— begin Text block —
In his 40 years of scuba diving, John Edwards has ran across some unbelievable finds.


But he’s never found anything as strange as what he and his wife Rosa discovered in late January, washed up on one of their private islands on the mouth of the Withlacoochee River near Yankeetown.

The pair were cleaning up the damage wrought by Hurricane Hermine when, among all of the unremarkable items and driftwood littered along the shore of their coastal retreat, an old bottle caught Mr. Edwards’ eye.

When the retired surveyor – known as “Gator” for his decades of diving for fossils in rivers – thought he saw a loose piece of paper lodged inside the bottle, his initial hunch that it was a message in a bottle seemed even too far-fetched for someone trained at uncovering exotic natural treasures.

From there, it only got more incredible.

The bottle was stamped with a 1970 manufacturing date, further sparking the couple’s curiosity about its contents.

Naturally, prying open the metal screw top was a chore. Thankfully, that meant there was nary a drip of water that made its way into the bottle.

Inside was a pay stub, also dated 1970, from Dura-Stress Inc., a still-existing concrete company in Lakeland that was founded in 1949. The disintegrating brown-scarred paper added to its authenticity, and it was falling apart upon handling. If it was some kind of prank, it was flawlessly executed.

“I used two chop sticks to carefully roll it up like a straw and pull it out,” Mrs. Edwards said. “We just couldn’t believe it when we saw the date. We thought, ‘This is definitely real.’ That tells the story right there, especially how fragile it is.”

The back of the stub revealed it was true – the couple had stumbled upon a message in a bottle delivered nearly half a century ago.

Deciphering that written message took some additional detective work by the couple. Mrs. Edwards snapped a photo on her phone and enlarged it, then broke out a magnifying glass for further clarity.

The name with the message matched the employee name on the check – Jerry. It included a money box address for Leesburg, and a short note to any potential finders, the first of which “Jerry” probably assumed would come along much sooner than 47 years.

It read, “If found please sign and date and put into water.”

The couple’s initial attempt to contact the company in hopes of gaining some clue towards finding the sender didn’t yield any results. The paycheck was for $2 an hour for 40 hours – totaling $80. In 1970, $80 would have similar purchasing power to $500 in 2017.

“It would be kind of cool to see where he put it in the water and how far it went,” Mr. Edwards said. “I’m sure it moved from island to island, marsh to marsh for a long time.”

The Edwards applied tape to the seams to preserve the document. The instinctively private couple didn’t know how to proceed at first, but decided the story needed to be told.
— end Text block —
— begin Supplied entries —
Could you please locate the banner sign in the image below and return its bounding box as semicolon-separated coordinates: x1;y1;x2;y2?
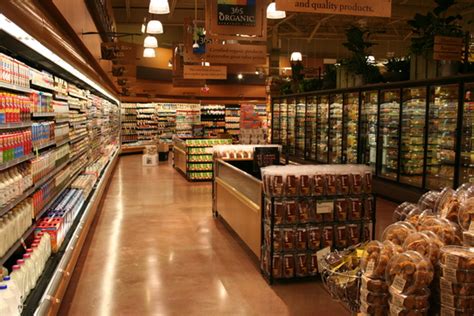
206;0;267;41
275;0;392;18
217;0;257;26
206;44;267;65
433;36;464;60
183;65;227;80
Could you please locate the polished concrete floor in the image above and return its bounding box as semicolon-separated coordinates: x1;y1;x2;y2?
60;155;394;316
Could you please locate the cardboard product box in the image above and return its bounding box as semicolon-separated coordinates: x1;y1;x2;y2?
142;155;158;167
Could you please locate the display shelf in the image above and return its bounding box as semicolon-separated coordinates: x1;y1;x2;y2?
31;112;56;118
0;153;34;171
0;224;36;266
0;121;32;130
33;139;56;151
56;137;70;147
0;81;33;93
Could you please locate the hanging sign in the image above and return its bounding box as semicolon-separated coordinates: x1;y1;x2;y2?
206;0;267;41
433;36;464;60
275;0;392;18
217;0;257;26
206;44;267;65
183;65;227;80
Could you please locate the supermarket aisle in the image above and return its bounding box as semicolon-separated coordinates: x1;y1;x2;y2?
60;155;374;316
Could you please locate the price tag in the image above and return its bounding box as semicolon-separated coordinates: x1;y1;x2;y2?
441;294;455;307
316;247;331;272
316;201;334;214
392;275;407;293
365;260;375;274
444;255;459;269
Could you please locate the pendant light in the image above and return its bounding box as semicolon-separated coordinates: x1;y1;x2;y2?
— end Supplied entries —
→ **Actions to take**:
1. Answer these questions using the message-in-a-bottle story:
(a) What manufacturing year was stamped on the bottle?
(b) What did Mrs. Edwards use to roll up the paper and pull it out of the bottle?
(c) What hourly rate was the paycheck for?
2. Reproduce the message-in-a-bottle story word for word, from "Inside was a" down to "for further clarity.".

→ **Expected responses**:
1.
(a) 1970
(b) Two chopsticks
(c) $2 an hour

2.
Inside was a pay stub, also dated 1970, from Dura-Stress Inc., a still-existing concrete company in Lakeland that was founded in 1949. The disintegrating brown-scarred paper added to its authenticity, and it was falling apart upon handling. If it was some kind of prank, it was flawlessly executed.

“I used two chop sticks to carefully roll it up like a straw and pull it out,” Mrs. Edwards said. “We just couldn’t believe it when we saw the date. We thought, ‘This is definitely real.’ That tells the story right there, especially how fragile it is.”

The back of the stub revealed it was true – the couple had stumbled upon a message in a bottle delivered nearly half a century ago.

Deciphering that written message took some additional detective work by the couple. Mrs. Edwards snapped a photo on her phone and enlarged it, then broke out a magnifying glass for further clarity.